▶ PROMPT
Scan the listing below and copy every line holding "patch".

▶ MATERIAL FOR THE TASK
◆ ◆ ◆ ◆

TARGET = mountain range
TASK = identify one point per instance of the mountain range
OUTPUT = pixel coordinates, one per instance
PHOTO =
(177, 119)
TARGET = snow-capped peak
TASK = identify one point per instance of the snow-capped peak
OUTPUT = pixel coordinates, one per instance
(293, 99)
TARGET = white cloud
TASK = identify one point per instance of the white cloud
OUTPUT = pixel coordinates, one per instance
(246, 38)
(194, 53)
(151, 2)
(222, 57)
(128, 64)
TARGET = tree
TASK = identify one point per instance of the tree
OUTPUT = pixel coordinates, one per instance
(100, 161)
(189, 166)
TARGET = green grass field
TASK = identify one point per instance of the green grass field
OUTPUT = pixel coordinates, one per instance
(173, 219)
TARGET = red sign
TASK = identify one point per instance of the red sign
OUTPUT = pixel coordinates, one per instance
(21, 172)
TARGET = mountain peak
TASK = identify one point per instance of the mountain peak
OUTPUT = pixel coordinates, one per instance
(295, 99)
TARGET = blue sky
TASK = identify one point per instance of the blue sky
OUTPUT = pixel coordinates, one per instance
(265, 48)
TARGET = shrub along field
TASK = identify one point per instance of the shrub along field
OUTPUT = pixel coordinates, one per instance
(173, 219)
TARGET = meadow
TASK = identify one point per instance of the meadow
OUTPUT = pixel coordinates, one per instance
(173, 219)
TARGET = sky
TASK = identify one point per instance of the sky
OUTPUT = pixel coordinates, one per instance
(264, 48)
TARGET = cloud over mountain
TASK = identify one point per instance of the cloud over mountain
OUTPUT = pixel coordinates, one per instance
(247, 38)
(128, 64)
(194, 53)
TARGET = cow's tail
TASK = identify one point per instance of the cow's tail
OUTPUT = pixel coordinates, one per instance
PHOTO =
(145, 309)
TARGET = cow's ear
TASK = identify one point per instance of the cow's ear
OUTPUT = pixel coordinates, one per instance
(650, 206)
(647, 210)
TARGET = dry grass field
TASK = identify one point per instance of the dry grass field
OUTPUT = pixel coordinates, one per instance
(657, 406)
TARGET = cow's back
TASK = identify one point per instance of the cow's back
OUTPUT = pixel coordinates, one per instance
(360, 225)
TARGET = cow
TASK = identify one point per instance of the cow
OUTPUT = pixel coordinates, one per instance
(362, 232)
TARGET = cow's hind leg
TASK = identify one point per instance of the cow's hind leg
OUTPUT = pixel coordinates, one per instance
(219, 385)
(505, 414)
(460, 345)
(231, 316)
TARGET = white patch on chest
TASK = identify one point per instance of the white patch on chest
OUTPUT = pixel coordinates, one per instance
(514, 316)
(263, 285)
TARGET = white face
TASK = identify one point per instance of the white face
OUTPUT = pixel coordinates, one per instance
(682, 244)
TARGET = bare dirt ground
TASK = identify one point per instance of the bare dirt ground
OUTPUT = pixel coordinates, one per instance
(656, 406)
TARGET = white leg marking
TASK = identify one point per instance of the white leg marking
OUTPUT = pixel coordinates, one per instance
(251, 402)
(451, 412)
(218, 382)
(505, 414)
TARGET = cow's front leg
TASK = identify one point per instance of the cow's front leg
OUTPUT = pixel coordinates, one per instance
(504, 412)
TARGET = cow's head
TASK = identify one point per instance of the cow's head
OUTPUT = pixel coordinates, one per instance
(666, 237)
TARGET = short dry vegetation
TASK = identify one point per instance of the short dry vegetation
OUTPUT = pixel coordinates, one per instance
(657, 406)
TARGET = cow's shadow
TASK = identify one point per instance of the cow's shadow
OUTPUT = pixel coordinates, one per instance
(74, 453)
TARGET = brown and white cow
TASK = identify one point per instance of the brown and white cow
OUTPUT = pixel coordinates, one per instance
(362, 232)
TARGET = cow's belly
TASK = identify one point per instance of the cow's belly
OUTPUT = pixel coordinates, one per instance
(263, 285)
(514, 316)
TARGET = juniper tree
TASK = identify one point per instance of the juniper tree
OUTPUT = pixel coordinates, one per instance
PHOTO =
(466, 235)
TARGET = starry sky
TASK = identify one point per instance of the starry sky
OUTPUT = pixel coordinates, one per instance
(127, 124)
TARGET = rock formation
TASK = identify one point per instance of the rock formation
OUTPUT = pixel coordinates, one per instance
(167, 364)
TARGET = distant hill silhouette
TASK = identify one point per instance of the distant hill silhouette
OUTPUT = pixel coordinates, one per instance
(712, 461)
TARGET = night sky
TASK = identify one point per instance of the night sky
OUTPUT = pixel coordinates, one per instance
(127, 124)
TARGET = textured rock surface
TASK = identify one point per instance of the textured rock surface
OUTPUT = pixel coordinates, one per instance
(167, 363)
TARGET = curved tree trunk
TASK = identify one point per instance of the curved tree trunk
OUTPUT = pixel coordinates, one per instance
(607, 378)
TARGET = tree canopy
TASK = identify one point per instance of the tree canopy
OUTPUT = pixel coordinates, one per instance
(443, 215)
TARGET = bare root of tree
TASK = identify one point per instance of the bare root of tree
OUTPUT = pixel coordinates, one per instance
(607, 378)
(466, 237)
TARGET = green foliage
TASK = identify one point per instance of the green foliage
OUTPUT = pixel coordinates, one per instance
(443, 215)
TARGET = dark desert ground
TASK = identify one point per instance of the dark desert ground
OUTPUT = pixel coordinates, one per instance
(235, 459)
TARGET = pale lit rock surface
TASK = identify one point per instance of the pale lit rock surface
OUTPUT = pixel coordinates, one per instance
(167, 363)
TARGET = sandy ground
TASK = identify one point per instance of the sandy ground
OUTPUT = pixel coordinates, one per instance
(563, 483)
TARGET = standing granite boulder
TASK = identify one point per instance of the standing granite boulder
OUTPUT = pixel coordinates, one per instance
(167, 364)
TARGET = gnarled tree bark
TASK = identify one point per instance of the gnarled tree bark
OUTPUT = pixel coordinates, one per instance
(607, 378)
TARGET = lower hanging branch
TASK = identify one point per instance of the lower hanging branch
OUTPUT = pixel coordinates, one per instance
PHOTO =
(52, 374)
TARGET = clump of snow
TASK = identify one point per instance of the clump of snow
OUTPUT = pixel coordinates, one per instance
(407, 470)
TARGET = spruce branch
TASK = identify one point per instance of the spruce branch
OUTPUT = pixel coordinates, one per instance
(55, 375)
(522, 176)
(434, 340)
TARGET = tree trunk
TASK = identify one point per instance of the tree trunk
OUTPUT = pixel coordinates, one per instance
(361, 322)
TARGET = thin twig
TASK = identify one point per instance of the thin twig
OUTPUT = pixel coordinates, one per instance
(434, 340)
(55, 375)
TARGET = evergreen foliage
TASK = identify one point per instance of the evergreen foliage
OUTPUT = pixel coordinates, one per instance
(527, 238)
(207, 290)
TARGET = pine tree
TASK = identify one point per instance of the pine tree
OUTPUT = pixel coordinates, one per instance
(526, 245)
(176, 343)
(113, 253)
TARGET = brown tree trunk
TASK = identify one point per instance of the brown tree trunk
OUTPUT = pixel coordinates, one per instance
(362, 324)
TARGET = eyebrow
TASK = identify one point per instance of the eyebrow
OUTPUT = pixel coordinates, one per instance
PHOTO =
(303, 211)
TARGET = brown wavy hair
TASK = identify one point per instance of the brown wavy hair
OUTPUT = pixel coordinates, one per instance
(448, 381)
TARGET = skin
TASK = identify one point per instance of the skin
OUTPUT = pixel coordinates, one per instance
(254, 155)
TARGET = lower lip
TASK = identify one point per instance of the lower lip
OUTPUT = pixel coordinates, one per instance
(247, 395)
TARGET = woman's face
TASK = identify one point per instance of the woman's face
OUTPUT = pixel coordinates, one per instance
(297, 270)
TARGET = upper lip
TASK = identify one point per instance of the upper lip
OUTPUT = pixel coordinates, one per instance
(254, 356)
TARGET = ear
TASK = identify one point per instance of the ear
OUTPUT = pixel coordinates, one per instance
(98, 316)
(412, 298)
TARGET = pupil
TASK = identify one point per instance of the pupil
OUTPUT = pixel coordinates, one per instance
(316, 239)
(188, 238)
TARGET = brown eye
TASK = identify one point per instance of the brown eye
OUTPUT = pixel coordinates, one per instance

◆ ◆ ◆ ◆

▶ WRITTEN REPLY
TARGET = white patch on chest
TASK = identify one point per instance of the white patch on chest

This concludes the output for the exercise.